Records contained in a dataset:
• • • • •

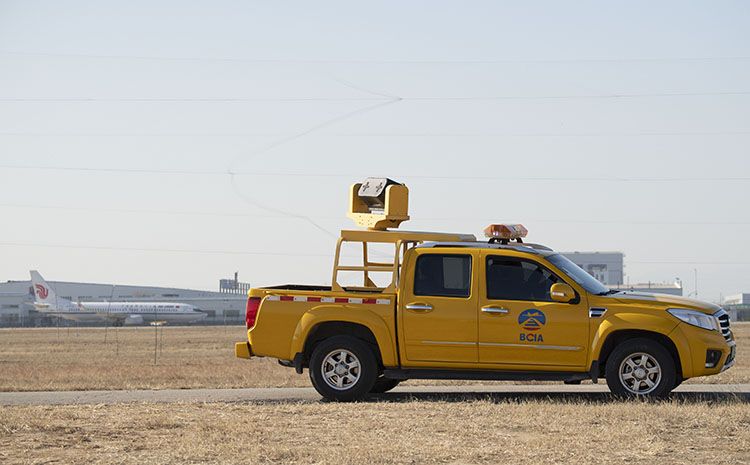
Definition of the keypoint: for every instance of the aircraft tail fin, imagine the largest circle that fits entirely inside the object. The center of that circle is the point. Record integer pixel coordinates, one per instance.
(44, 296)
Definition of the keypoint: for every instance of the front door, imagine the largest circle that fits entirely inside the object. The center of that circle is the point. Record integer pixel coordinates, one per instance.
(439, 309)
(518, 321)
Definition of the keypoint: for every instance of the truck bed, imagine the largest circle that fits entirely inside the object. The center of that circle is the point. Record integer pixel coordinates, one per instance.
(313, 288)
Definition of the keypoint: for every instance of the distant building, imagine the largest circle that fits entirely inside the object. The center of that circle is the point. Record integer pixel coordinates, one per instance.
(738, 299)
(607, 267)
(655, 288)
(233, 286)
(16, 300)
(738, 307)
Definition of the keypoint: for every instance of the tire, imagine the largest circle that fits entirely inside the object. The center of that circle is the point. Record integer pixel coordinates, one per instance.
(641, 368)
(383, 385)
(343, 369)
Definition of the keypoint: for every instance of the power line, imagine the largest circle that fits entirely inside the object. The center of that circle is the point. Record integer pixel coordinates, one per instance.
(343, 218)
(290, 254)
(386, 134)
(361, 99)
(188, 99)
(385, 61)
(605, 179)
(165, 250)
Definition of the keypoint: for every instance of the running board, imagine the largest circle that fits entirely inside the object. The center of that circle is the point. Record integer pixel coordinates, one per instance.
(486, 375)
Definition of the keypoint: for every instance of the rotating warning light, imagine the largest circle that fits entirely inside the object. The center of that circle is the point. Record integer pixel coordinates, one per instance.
(506, 232)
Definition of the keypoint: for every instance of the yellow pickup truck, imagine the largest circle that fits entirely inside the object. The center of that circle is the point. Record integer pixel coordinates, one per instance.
(459, 308)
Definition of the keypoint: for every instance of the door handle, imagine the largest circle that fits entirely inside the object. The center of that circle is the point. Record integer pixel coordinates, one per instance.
(495, 310)
(419, 307)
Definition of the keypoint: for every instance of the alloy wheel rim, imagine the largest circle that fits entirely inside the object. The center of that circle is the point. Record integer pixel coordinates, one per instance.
(640, 373)
(341, 369)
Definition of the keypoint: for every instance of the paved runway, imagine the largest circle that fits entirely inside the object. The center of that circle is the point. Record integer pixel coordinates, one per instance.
(446, 393)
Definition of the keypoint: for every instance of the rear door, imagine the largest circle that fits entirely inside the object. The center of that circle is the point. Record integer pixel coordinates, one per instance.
(518, 321)
(438, 308)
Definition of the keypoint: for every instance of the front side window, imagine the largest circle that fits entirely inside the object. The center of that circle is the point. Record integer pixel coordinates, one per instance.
(443, 275)
(516, 279)
(578, 274)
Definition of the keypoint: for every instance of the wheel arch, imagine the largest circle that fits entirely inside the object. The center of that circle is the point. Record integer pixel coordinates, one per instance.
(617, 337)
(322, 323)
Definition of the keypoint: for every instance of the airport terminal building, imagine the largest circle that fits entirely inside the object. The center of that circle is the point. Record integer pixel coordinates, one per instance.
(227, 306)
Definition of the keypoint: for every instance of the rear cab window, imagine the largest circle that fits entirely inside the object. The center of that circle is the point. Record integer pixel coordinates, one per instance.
(443, 275)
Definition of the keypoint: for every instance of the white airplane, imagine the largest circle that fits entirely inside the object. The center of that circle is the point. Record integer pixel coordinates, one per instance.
(125, 313)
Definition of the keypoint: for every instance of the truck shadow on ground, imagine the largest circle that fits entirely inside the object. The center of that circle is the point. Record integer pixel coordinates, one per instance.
(572, 398)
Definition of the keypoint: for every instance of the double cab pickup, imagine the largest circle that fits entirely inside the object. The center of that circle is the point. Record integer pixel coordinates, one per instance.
(455, 307)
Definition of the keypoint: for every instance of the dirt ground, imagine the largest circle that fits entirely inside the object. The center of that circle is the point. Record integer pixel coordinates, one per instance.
(453, 431)
(189, 357)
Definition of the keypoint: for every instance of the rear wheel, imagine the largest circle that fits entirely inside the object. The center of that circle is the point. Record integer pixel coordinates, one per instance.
(343, 369)
(383, 385)
(641, 368)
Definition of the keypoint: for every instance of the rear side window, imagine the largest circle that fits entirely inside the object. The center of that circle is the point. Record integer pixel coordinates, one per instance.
(443, 275)
(514, 279)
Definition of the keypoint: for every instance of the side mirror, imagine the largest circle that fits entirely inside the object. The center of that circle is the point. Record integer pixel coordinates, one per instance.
(562, 293)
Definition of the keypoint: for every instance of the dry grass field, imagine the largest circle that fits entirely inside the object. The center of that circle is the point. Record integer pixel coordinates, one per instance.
(188, 357)
(407, 432)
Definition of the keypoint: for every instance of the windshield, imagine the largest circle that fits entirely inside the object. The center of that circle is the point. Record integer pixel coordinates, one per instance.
(578, 274)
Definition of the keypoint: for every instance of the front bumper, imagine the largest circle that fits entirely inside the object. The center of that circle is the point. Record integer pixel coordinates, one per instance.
(731, 358)
(243, 350)
(693, 343)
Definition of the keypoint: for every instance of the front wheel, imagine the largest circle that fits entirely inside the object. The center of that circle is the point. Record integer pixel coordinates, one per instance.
(343, 369)
(641, 368)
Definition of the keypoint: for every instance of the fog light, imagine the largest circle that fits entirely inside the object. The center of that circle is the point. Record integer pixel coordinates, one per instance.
(712, 358)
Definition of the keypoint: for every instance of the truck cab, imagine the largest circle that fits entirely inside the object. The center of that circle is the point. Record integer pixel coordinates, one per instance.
(499, 309)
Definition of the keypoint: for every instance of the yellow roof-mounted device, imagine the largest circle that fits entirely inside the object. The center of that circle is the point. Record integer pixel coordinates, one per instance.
(379, 204)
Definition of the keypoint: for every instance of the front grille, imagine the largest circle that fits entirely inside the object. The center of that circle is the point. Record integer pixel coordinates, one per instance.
(724, 323)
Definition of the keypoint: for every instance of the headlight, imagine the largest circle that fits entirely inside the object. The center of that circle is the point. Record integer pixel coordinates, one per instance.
(694, 318)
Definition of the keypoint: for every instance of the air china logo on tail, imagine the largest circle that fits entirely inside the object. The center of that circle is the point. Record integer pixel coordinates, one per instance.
(42, 291)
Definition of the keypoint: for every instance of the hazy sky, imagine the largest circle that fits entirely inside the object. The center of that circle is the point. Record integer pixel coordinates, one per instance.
(600, 125)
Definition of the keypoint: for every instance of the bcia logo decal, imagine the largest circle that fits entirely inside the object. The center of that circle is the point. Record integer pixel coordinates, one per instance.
(532, 320)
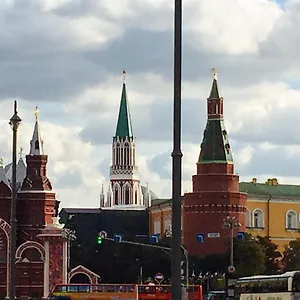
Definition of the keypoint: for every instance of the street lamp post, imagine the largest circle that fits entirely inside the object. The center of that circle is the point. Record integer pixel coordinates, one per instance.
(14, 122)
(177, 157)
(231, 223)
(69, 235)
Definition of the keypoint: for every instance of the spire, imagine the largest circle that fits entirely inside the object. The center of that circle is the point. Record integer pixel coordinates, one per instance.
(124, 127)
(36, 144)
(3, 176)
(215, 147)
(214, 93)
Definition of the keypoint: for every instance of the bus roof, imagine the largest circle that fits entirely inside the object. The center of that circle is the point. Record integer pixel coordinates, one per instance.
(287, 274)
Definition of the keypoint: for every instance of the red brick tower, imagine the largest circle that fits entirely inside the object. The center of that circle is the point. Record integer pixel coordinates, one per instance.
(215, 187)
(36, 200)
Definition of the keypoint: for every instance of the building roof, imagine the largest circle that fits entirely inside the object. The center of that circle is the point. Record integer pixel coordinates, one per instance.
(270, 188)
(124, 126)
(215, 147)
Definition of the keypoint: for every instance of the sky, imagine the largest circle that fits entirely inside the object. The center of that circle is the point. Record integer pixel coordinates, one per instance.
(67, 57)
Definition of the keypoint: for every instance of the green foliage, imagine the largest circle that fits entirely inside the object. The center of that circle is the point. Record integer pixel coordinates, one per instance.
(249, 257)
(272, 255)
(291, 256)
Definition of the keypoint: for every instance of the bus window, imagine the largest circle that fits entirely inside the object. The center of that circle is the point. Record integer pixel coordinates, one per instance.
(83, 288)
(296, 282)
(72, 289)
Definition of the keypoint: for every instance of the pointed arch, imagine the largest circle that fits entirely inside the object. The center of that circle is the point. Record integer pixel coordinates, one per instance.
(127, 193)
(258, 218)
(117, 193)
(248, 218)
(27, 245)
(291, 220)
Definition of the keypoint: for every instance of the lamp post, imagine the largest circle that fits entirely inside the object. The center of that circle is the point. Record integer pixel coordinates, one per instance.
(14, 122)
(177, 157)
(69, 235)
(231, 223)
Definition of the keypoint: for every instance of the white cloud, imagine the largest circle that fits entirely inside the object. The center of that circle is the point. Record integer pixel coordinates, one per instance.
(233, 27)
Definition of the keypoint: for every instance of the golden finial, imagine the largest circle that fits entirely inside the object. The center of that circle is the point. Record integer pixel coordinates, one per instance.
(21, 152)
(214, 73)
(124, 75)
(36, 113)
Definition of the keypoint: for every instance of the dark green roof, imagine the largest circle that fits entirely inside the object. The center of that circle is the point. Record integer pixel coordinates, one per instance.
(214, 93)
(215, 147)
(124, 127)
(265, 189)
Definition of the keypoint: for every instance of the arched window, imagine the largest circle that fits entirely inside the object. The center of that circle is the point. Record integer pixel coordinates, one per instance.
(3, 247)
(126, 160)
(291, 220)
(258, 218)
(116, 194)
(248, 218)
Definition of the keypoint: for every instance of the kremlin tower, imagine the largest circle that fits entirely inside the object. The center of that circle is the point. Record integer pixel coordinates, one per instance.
(215, 196)
(125, 190)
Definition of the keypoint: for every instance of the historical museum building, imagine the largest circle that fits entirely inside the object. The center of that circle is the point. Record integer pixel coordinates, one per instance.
(41, 249)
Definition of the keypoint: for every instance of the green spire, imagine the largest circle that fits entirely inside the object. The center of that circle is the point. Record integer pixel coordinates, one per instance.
(124, 127)
(214, 93)
(215, 147)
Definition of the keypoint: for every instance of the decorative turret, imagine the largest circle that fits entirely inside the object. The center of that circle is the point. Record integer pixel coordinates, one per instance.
(124, 177)
(36, 178)
(215, 147)
(215, 193)
(102, 197)
(37, 204)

• • • • •

Output the line holding "Definition of the keypoint: for every instance of the kremlin", then every later line through the end of the records above, exactly as given and nothing else.

Reply to the exercise
Definition of the keypoint: for every instance of the kremlin tower, imagine the largest circle that fits entirely inside the object. The center of that circle is the point. Record integer pixel coordinates, one per instance.
(215, 196)
(125, 190)
Definition of the keypoint: for every instance of the historical museum building, imagine the largest circle that fits entirely inside the object. The center of that circle is the point. Record integer pixel coordinates, one per instance.
(41, 249)
Definition of the keypoint: for every instance of the green spire, imagine the largest circle that fits entirely inside the object. The center of that circle is the point. Record integer pixel coordinates, one per instance.
(124, 127)
(214, 93)
(215, 147)
Definition of the keypoint: for every instance of the decorative turret, imagine the largest circle that fits entirely inside the object. The center of that circle is the point. Record integer pixel coordinates, one per instance.
(124, 177)
(36, 178)
(215, 147)
(215, 193)
(102, 197)
(37, 204)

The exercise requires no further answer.